_Collected data entries_.
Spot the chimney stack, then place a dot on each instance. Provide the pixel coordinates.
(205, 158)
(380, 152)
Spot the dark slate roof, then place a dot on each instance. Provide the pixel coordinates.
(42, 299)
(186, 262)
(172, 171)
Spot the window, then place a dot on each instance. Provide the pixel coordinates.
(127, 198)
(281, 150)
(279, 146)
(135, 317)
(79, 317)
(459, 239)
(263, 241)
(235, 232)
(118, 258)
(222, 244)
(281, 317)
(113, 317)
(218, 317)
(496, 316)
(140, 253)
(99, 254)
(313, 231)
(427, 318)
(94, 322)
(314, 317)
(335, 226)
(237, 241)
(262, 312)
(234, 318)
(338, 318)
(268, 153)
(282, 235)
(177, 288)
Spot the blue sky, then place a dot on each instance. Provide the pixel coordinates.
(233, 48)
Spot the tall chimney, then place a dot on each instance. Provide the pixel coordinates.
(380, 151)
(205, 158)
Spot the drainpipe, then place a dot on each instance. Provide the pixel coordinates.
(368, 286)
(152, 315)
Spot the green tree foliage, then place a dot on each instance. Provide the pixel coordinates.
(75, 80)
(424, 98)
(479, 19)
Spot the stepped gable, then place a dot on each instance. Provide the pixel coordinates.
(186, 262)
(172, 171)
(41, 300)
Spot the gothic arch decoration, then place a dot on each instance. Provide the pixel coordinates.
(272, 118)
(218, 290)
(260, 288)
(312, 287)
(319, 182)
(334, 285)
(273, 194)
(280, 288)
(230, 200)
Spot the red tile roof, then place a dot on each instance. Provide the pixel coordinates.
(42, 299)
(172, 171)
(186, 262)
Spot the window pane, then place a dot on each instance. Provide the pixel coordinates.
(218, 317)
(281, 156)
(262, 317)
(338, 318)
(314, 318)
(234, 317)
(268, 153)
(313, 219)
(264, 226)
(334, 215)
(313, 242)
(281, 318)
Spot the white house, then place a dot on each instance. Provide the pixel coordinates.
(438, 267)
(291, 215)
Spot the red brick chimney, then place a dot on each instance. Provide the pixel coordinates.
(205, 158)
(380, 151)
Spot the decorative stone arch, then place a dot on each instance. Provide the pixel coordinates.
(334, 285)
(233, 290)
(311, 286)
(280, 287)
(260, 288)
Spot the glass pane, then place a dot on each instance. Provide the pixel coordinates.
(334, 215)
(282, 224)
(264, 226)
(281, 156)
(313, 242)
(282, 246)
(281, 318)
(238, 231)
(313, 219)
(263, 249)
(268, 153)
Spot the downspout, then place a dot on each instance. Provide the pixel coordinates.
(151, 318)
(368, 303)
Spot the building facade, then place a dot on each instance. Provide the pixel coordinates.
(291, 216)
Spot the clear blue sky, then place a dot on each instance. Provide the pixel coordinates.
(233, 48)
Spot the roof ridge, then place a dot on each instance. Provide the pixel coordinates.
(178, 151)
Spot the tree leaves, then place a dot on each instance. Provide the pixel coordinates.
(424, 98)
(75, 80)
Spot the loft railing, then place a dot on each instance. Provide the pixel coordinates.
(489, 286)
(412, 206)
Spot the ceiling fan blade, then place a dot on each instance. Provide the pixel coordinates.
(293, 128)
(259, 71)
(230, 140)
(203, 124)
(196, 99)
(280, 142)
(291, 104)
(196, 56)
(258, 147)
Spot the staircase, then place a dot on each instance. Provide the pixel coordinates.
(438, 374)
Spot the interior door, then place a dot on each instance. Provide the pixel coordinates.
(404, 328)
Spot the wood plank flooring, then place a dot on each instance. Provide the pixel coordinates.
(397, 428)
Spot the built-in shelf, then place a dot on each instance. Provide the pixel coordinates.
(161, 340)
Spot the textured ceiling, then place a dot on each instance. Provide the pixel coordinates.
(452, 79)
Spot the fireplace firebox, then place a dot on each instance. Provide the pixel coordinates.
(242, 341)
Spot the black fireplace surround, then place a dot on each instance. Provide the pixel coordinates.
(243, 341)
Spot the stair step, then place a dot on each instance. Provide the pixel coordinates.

_Description of the task_. Please update the records by changing every "place a dot on each instance" to "mark every instance" and leaving everything else as it is.

_Answer to this task_.
Spot the chimney stack, then mark every instance. Provide the pixel coordinates.
(205, 158)
(380, 152)
Spot the dark slate roof, then mark every instance. Provide the pixel coordinates.
(42, 299)
(186, 262)
(172, 171)
Spot the window, then mark every instance. Provide the pixel coordinates.
(127, 198)
(281, 150)
(279, 146)
(135, 317)
(79, 317)
(459, 239)
(263, 241)
(235, 232)
(118, 258)
(222, 244)
(281, 317)
(113, 317)
(218, 317)
(496, 316)
(140, 253)
(99, 254)
(313, 231)
(427, 318)
(94, 322)
(314, 317)
(335, 226)
(237, 241)
(262, 312)
(234, 318)
(338, 318)
(268, 153)
(282, 235)
(177, 288)
Spot the blue sky, then mark every instance. Provide the pixel coordinates.
(233, 48)
Spot the tall chimney, then mark every instance. Provide the pixel coordinates.
(380, 151)
(205, 158)
Spot the drainpipe, then mark every instance. Provide the pixel coordinates.
(368, 286)
(152, 315)
Spot the green tree foliage, then mark every instance. Provide the pixel coordinates.
(75, 80)
(424, 98)
(479, 19)
Spot the stepped gable, then mark every instance. Provide the pixel coordinates.
(186, 262)
(172, 171)
(41, 300)
Spot the gothic arch decoration, then mark every instance. Provide the pixel coordinates.
(272, 118)
(218, 290)
(260, 288)
(312, 287)
(319, 182)
(334, 285)
(273, 194)
(280, 288)
(230, 200)
Spot the red tile roof, then mark every instance. Provide the pixel coordinates.
(42, 299)
(172, 171)
(186, 262)
Spot the window pane, then mark every instance. Provide the pixel coordinates.
(218, 317)
(281, 156)
(262, 317)
(338, 318)
(314, 318)
(234, 317)
(268, 153)
(313, 219)
(264, 226)
(334, 215)
(313, 242)
(281, 318)
Spot the white house, then mark every instance. Provide the pixel coordinates.
(438, 267)
(291, 215)
Spot the red brick chimney, then mark every instance. Provide the pixel coordinates.
(205, 158)
(380, 151)
Spot the decorative stone arch, then mark every instance. Provide the pixel coordinates.
(334, 285)
(233, 290)
(311, 286)
(280, 287)
(260, 288)
Spot the glass pane, then mark every instance. Provide the pixel coordinates.
(334, 215)
(282, 224)
(264, 226)
(281, 156)
(313, 242)
(282, 246)
(281, 318)
(238, 231)
(313, 219)
(263, 249)
(268, 153)
Spot the downspout, then mark every instance. Provide the pixel coordinates.
(151, 318)
(368, 303)
Spot the building facade, then mark every instance. Provide the pixel coordinates.
(291, 216)
Spot the clear blue sky, then mark every instance. Provide the pixel coordinates.
(233, 48)
Spot the roof ridge, then mark every instance. Provide the pixel coordinates.
(178, 151)
Spot the tree leaves, then mark every instance. Provide the pixel coordinates.
(424, 98)
(75, 80)
Spot the loft railing, then mark every instance. Provide the pixel coordinates.
(489, 286)
(412, 206)
Spot the ceiling fan blade, then mark every instance. Provide the pixel coordinates.
(293, 128)
(259, 71)
(230, 140)
(203, 124)
(196, 99)
(280, 142)
(291, 104)
(196, 56)
(258, 147)
Spot the staircase, then mark every instance. Provide the pixel coordinates.
(438, 374)
Spot the interior door, then mark every instance. Provide the pixel coordinates.
(404, 328)
Spot the wood plank flooring, then mark every instance. Provide the pixel coordinates.
(397, 428)
Spot the built-in shelf, then mark every instance. Provide the pixel coordinates.
(161, 340)
Spot the textured ceiling, then mark every instance. Provide the pixel coordinates.
(452, 79)
Spot the fireplace firebox, then mark every instance. Provide the pixel coordinates.
(242, 341)
Spot the black fireplace surround, then mark every instance. Provide the pixel coordinates.
(243, 341)
Spot the stair step, then mark every instance. Provide the pixel coordinates.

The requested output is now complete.